Can you render the stretch of lines from the one containing "task | point to each instance of the cascading" through the one containing "[(165, 84), (193, 144), (156, 130), (132, 123)]", both ends included, as a numbered list with blank lines omitted and no other lines added?

-------- Data in this exercise --------

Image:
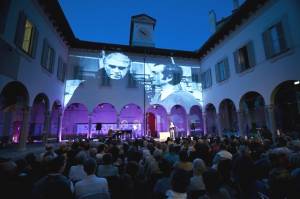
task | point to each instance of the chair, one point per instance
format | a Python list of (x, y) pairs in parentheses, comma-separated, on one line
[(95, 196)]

--------
-------- Data in this exercise --------

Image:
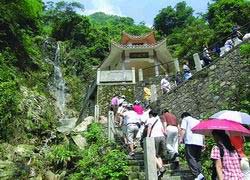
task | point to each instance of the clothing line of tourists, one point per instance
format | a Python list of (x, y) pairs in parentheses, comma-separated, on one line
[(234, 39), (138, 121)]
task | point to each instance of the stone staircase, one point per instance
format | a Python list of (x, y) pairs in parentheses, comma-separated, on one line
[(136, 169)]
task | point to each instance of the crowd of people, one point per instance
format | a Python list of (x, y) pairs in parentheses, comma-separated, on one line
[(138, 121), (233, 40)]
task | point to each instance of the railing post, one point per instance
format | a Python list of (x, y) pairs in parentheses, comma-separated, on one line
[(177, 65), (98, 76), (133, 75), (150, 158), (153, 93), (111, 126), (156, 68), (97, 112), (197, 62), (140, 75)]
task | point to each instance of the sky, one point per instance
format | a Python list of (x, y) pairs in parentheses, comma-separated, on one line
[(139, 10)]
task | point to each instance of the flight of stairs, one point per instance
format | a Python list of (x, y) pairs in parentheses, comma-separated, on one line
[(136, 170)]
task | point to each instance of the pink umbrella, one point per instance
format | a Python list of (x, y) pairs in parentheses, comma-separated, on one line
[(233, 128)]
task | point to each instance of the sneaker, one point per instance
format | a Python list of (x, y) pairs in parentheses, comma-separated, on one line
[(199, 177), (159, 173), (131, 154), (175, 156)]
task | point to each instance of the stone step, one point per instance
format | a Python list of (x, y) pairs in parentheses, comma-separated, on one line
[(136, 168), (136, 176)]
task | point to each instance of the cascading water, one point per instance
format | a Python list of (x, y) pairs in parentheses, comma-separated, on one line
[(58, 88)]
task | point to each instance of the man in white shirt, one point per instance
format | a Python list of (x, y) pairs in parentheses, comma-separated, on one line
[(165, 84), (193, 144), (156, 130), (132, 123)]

--------

(Answer to this task):
1. task | point to each instance of the cascading water, one point per instance
2. format | a Python list of (x, y) pairs in parentheses, comma-separated, on one line
3. [(58, 88)]
4. task | point to each instance of the man in white shirt, one point per instance
5. format | a Python list of (x, y) pairs in parentheses, comma-separated, on one line
6. [(165, 84), (193, 144), (156, 130), (132, 123)]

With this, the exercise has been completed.